Entries for bounding box labeling:
===============
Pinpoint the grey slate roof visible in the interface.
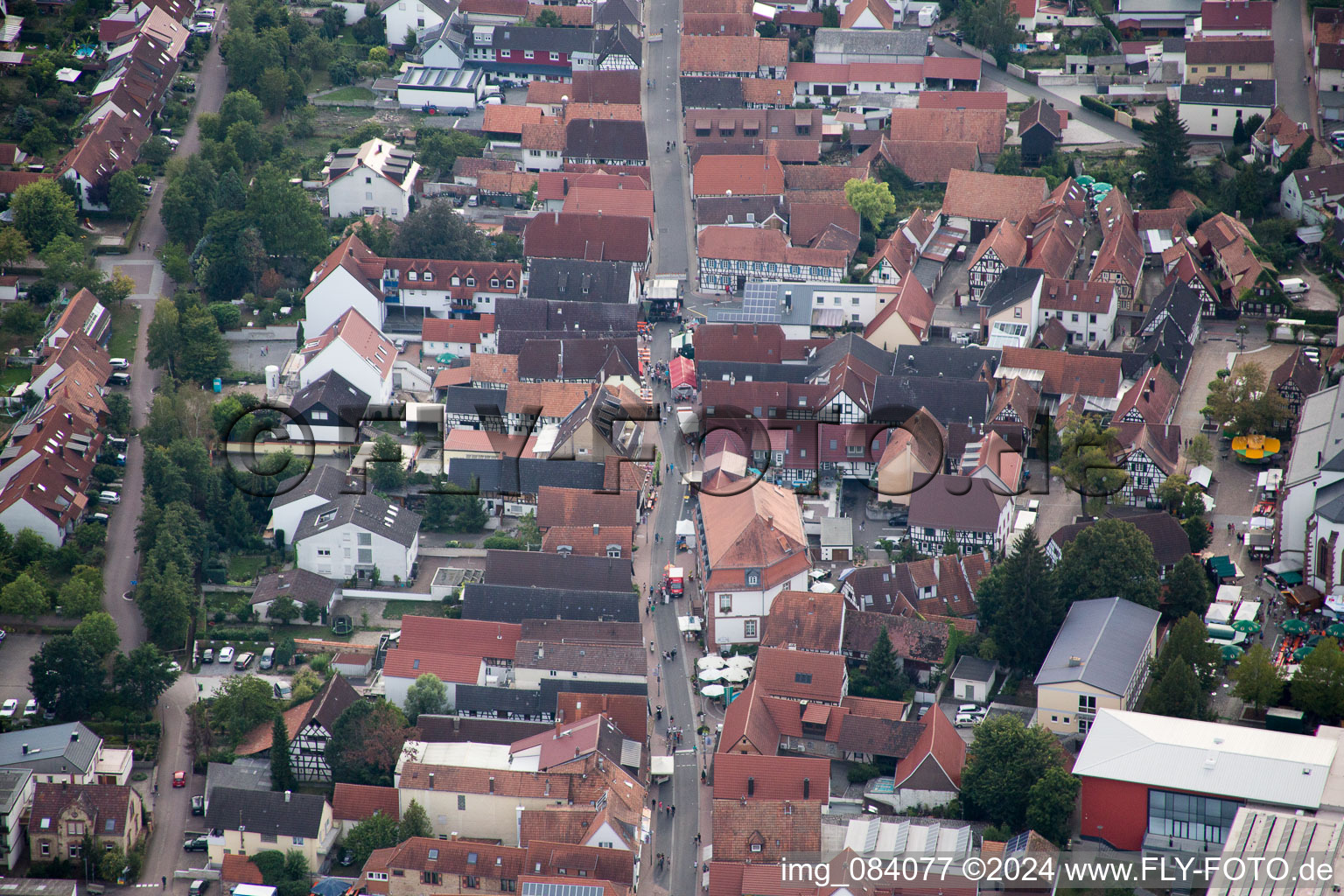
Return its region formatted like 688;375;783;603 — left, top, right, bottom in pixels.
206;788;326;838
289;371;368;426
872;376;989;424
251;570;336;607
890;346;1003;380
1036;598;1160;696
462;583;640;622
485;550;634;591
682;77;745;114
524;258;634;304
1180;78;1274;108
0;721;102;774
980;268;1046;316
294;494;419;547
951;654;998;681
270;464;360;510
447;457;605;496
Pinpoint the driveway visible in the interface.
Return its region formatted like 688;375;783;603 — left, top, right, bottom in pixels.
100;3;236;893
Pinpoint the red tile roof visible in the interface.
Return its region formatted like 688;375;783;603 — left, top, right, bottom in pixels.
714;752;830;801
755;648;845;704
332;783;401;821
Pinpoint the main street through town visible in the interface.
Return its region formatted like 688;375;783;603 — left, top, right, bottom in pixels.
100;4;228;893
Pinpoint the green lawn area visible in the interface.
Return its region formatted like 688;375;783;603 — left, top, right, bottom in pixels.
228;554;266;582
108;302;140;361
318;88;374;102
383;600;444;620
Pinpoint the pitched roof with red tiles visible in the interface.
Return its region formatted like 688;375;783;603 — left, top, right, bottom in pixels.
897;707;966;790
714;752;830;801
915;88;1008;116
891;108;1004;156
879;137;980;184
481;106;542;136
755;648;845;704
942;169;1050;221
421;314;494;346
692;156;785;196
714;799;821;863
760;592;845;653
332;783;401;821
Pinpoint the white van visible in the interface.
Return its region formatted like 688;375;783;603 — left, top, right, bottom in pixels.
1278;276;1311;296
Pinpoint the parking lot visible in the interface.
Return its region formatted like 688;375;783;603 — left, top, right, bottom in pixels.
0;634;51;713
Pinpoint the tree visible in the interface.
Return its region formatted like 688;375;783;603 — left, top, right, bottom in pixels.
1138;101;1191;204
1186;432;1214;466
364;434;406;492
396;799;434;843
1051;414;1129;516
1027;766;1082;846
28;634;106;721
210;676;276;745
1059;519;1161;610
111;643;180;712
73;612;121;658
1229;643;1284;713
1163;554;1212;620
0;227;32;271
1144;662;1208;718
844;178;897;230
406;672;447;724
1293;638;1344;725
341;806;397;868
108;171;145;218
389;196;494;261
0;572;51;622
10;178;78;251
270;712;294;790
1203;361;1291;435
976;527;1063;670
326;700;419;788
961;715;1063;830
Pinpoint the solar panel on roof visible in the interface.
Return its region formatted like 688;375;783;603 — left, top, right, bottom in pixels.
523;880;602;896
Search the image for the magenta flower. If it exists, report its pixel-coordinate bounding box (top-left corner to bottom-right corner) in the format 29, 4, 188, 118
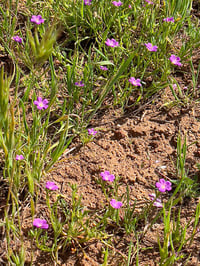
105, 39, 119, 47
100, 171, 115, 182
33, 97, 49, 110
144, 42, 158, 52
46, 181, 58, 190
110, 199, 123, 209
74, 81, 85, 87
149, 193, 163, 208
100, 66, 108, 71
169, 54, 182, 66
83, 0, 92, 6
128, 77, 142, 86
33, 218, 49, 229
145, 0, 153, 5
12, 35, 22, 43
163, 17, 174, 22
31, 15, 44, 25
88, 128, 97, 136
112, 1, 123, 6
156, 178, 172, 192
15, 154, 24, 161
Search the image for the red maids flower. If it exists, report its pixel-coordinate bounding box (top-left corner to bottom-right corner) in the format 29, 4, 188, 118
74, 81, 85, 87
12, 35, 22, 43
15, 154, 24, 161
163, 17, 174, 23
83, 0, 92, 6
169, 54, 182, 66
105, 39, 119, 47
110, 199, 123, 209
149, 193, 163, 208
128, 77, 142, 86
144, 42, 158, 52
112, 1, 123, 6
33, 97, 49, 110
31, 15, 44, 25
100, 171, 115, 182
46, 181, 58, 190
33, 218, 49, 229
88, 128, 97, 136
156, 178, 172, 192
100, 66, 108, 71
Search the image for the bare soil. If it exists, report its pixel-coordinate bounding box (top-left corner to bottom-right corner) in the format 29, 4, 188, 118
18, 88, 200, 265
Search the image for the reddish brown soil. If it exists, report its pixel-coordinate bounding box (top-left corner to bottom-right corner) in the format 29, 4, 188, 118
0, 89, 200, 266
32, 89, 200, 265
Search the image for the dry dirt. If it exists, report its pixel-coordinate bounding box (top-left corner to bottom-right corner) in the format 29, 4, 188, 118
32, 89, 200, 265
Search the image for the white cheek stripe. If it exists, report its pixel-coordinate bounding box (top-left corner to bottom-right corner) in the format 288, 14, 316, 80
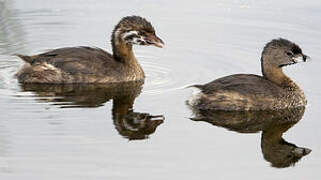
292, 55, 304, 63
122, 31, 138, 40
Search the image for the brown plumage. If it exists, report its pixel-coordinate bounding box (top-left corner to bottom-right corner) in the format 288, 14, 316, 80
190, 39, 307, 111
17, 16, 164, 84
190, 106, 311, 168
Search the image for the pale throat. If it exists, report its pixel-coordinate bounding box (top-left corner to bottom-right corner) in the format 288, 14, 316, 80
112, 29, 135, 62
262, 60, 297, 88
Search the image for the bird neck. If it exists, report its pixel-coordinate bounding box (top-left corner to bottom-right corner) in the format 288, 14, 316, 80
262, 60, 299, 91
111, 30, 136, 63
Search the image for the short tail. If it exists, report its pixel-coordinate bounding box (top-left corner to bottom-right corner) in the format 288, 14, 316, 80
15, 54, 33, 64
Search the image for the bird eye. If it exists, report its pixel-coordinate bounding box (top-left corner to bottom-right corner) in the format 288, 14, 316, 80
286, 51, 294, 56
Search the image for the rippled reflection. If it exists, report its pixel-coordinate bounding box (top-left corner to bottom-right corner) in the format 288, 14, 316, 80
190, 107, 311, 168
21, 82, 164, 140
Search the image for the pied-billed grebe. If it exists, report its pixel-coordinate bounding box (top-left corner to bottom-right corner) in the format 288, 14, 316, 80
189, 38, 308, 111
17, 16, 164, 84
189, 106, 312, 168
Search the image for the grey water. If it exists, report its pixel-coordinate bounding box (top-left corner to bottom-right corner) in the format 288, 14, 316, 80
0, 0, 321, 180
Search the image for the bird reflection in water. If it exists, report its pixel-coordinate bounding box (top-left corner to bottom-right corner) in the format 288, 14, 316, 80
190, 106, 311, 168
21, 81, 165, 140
===============
* Task description: Please rewrite the entries above, swapping "interface" for "image" everywhere it occurs and changing nothing else. Leave the pictures out of your version.

* Answer to the exercise:
Pinpoint the grey slate roof visible in the image.
Return its region formatted like 688;375;783;603 — left, top, right, bottom in pixels.
206;788;326;838
289;371;368;426
872;376;989;424
251;570;336;607
890;346;1003;380
1036;598;1160;696
462;583;640;622
485;550;634;591
682;77;745;114
524;258;634;304
1180;78;1274;108
0;721;102;774
980;268;1046;316
294;494;419;547
951;654;998;681
270;464;360;510
447;457;605;496
Pinpoint the driveway visible in the image.
Return its region formatted like 688;375;783;603 — left, top, right, bottom in pixels.
100;3;236;893
Pinpoint the red tile roof visible in the image.
Return its region formatted like 688;375;783;603 — left, top, right, bottom in pixels.
714;752;830;801
755;648;845;704
332;783;401;821
Pinpoint the main street through town visible in the image.
Return its region formatted like 688;375;783;603 — left, top, right, bottom in pixels.
100;4;228;893
Pinpoint the green lawn area visible in the image.
Return its region formatted like 688;375;783;603 — left, top, right, bottom in pixels.
228;554;266;582
108;302;140;361
318;88;374;102
383;600;444;620
Pinpoint the pitched roof with red tiles visible in the image.
Return its region formatted like 688;375;783;603 — left, top, right, bottom in pixels.
897;707;966;790
714;752;830;801
915;88;1008;116
891;108;1004;156
879;137;980;184
481;106;542;136
755;648;845;704
942;169;1050;221
421;314;494;346
692;156;785;196
714;799;821;863
760;592;845;653
332;783;401;821
Pinpoint the white van visible in the image.
Return its region formatted like 688;375;783;603 — left, top, right, bottom in pixels.
1278;276;1311;296
Pinpoint the parking lot visible in the image.
Return its region formatted like 688;375;783;603 — left, top, right, bottom in pixels.
0;634;51;713
Pinpoint the tree visible in the image.
Return its region formatted like 688;375;783;603 — left, top, right, bottom in pixels.
1138;101;1191;204
1186;432;1214;466
364;434;406;492
396;799;434;843
1051;414;1129;516
1027;766;1082;846
28;634;106;721
210;676;276;745
1059;519;1161;610
111;643;180;712
73;612;121;658
1229;643;1284;713
1163;554;1212;620
0;227;32;271
1144;662;1208;718
844;178;897;230
406;672;447;724
1293;638;1344;725
341;806;397;868
108;171;145;218
389;196;494;261
0;572;51;622
10;178;78;251
270;712;294;790
1203;361;1291;435
976;527;1063;670
326;700;419;788
961;715;1063;830
Pinpoint the solar panel on roof visible in the image.
Return its region formatted like 688;375;783;603 — left, top, right, bottom in pixels.
523;880;602;896
Search the image for the magenta flower. If it exists, report its pixel-coordinate bounding box (top-left corner to bottom-right corner) in the format 29, 4, 188, 118
105, 39, 119, 47
100, 171, 115, 182
33, 97, 49, 110
144, 42, 158, 52
46, 181, 58, 190
110, 199, 123, 209
74, 81, 85, 87
149, 193, 163, 208
100, 66, 108, 71
169, 54, 182, 66
83, 0, 92, 6
128, 77, 142, 86
33, 218, 49, 229
145, 0, 153, 5
12, 35, 22, 43
163, 17, 174, 22
31, 15, 44, 25
88, 128, 97, 136
112, 1, 123, 6
156, 178, 172, 192
15, 154, 24, 161
Search the image for the red maids flower. If it exists, report its pixel-coordinate bounding box (top-left corner to bottom-right corner) in the format 29, 4, 188, 118
74, 81, 85, 87
12, 35, 22, 43
15, 154, 24, 161
163, 17, 174, 23
83, 0, 92, 6
169, 54, 182, 66
105, 39, 119, 47
110, 199, 123, 209
149, 193, 163, 208
128, 77, 142, 86
144, 42, 158, 52
112, 1, 123, 6
33, 97, 49, 110
31, 15, 44, 25
100, 171, 115, 182
46, 181, 58, 190
33, 218, 49, 229
88, 128, 97, 136
156, 178, 172, 192
100, 66, 108, 71
Search the image for the bare soil. If it exists, report its pixel-coordinate bounding box (top-left corner to bottom-right corner) in the format 29, 4, 188, 118
18, 88, 200, 265
Search the image for the reddish brown soil. If it exists, report its pixel-coordinate bounding box (top-left corner to bottom-right corner) in the format 29, 4, 188, 118
0, 89, 200, 266
32, 89, 200, 265
Search the image for the dry dirt. If it exists, report its pixel-coordinate bounding box (top-left corner to bottom-right corner) in the format 29, 4, 188, 118
32, 89, 200, 265
Search the image for the white cheek stripe. If it exists, report its pixel-coordinate bounding box (top-left corner to bottom-right corner) in the format 288, 14, 316, 80
292, 55, 304, 63
122, 31, 138, 40
Search the image for the brown plumage. If it exists, report its pixel-coordinate bounding box (top-left corner to bottom-right corner) in the format 288, 14, 316, 80
190, 39, 307, 111
17, 16, 164, 84
190, 106, 311, 168
Search the image for the pale throat. If it exists, report its pixel-coordinate bounding box (top-left corner to bottom-right corner) in the format 288, 14, 316, 80
112, 29, 135, 62
262, 60, 297, 88
Search the image for the bird neck. If it exists, report its pixel-coordinate bounding box (top-left corner to bottom-right corner) in the format 288, 14, 316, 80
262, 60, 299, 91
111, 30, 136, 63
Search the image for the short tail. If it exists, report its pixel-coordinate bounding box (top-left corner to bottom-right corner) in the format 288, 14, 316, 80
15, 54, 33, 64
Search the image for the bird eye. If it exists, report its pixel-coordinate bounding box (top-left corner to bottom-right corner) in the format 288, 14, 316, 80
286, 51, 294, 56
Search the image for the rippled reflection. If it exists, report its pixel-coordinate bounding box (top-left corner to bottom-right corner) in the format 288, 14, 316, 80
190, 107, 311, 168
21, 82, 164, 140
Search the image for the pied-billed grebe. If it exists, report its pixel-coordinate bounding box (top-left corner to bottom-right corner) in the format 288, 14, 316, 80
189, 38, 308, 111
17, 16, 164, 84
189, 106, 312, 168
Search the image for the grey water. If it exists, report its pixel-coordinate bounding box (top-left corner to bottom-right corner) in the format 288, 14, 316, 80
0, 0, 321, 180
Search the image for the bird reflection in water. If it exists, report its pixel-coordinate bounding box (top-left corner to bottom-right corner) in the format 288, 14, 316, 80
190, 106, 311, 168
21, 81, 165, 140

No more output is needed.